* [Problem statement]
Answer these questions from the text below on the Commercial Rent (Coronavirus) Act 2022.
(a) On what date did the Act receive royal assent?
(b) What percentage of SMEs held debt levels of more than 10 times their cash balances?
(c) What term does the bill use for the rent from the closure periods?

* [Extracted text]
══════

Commercial Rent (Coronavirus) Act 2022
- Parliament of the United Kingdom
- Long title: An Act to make provision enabling relief from payment of certain rent debts under business tenancies adversely affected by coronavirus to be available through arbitration; and for connected purposes.
- Citation: 2022 c. 12
- Introduced by: Paul Scully (Commons) Lord Grimstone of Boscobel (Lords)
- Territorial extent: England and Wales; Scotland (in part); Northern Ireland (in part);

Dates
- Royal assent: 24 March 2022
- Commencement: 24 March 2022

Other legislation
- Amends: Arbitration Act 1996; Government of Wales Act 2006; Tribunals, Courts and Enforcement Act 2007;

Status: Amended

History of passage through Parliament

Text of statute as originally enacted

Revised text of statute as amended

Text of the Commercial Rent (Coronavirus) Act 2022 as in force today (including any amendments) within the United Kingdom, from legislation.gov.uk.

= Commercial Rent (Coronavirus) Act 2022 =

Act of the Parliament of the United Kingdom

The Commercial Rent (Coronavirus) Act 2022 (c. 12) is an act of the Parliament of the United Kingdom aimed to help commercial landlords and tenants in resolving rent arrears that arose as a result of the COVID-19 pandemic.

==Background==
During the COVID-19 pandemic, many businesses were mandated to close in full or in part by government.
At the same time, the government introduced an eviction moratorium and protection for thousands of commercial tenants. As a result, many businesses accrued debts: 33% of SMEs held debt levels of more than 10 times their cash balances, versus 14 per cent before Covid-19 hit.

As the restrictions ended on 18 July 2021, and in an effort to protect a large number of businesses from eviction and reduce the number of jobs at risk of insolvency, regulatory intervention was proposed for England and Wales.
This was announced by Government on 16 June 2021 the intention is to ringfence unpaid rent that had built up when a business has had to remain closed during the pandemic. Landlords were expected to make allowances for the ringfenced rent arrears and share the financial impact with their tenants. The rent from the closure periods is now defined as protected rent debt in the bill.

The act introduced a mandatory code of practice for commercial landlords and tenants to follow. The Act gives protection for those operating under a businesses tenancy from rent debt recovery, and if no agreement can be reached, that the matter can then be resolved by arbitration.

══════

* [Extracted information]
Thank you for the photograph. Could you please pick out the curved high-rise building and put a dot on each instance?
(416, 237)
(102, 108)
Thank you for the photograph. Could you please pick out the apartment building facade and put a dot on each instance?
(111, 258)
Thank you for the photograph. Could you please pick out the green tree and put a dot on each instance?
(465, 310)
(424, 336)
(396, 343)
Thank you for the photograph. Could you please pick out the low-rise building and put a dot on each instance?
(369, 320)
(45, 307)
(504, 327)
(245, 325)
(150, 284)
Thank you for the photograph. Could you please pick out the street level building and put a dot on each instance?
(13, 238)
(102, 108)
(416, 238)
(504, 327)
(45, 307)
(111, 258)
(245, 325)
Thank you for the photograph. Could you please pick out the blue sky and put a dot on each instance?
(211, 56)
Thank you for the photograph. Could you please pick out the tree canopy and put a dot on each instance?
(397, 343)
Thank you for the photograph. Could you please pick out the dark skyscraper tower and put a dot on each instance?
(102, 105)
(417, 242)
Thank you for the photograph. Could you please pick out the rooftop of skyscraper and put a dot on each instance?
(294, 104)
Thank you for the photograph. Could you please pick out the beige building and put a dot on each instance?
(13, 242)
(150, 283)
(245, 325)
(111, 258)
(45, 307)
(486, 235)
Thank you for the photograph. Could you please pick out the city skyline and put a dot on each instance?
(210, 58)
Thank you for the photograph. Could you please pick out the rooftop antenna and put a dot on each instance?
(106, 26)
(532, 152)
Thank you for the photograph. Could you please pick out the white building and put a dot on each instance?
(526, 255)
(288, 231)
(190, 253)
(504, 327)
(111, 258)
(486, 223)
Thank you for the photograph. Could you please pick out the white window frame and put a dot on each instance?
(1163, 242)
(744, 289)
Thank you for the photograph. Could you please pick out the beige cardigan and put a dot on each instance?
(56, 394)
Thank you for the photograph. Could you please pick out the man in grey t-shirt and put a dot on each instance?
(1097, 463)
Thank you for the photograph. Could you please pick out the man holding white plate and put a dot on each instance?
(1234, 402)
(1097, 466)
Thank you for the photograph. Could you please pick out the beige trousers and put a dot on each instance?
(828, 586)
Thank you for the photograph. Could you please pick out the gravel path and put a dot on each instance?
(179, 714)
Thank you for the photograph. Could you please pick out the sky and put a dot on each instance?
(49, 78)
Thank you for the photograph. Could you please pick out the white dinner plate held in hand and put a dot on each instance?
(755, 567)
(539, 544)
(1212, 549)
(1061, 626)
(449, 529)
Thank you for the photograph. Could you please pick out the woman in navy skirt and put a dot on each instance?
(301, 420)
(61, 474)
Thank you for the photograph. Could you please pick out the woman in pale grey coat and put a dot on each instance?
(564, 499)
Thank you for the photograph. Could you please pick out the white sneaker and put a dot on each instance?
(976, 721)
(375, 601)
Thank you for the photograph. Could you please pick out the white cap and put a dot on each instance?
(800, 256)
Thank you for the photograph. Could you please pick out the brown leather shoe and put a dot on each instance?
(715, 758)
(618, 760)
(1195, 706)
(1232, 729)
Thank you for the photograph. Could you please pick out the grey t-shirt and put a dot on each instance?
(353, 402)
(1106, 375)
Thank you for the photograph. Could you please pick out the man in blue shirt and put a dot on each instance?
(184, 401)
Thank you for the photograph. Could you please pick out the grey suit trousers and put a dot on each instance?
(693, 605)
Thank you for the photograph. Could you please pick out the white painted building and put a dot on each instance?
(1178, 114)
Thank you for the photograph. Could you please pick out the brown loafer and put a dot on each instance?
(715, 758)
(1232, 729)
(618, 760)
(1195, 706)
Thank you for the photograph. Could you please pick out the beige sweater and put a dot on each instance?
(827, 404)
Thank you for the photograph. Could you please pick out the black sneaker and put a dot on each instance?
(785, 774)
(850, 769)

══════

* [Your response]
(a) 24 March 2022
(b) 33%
(c) Protected rent debt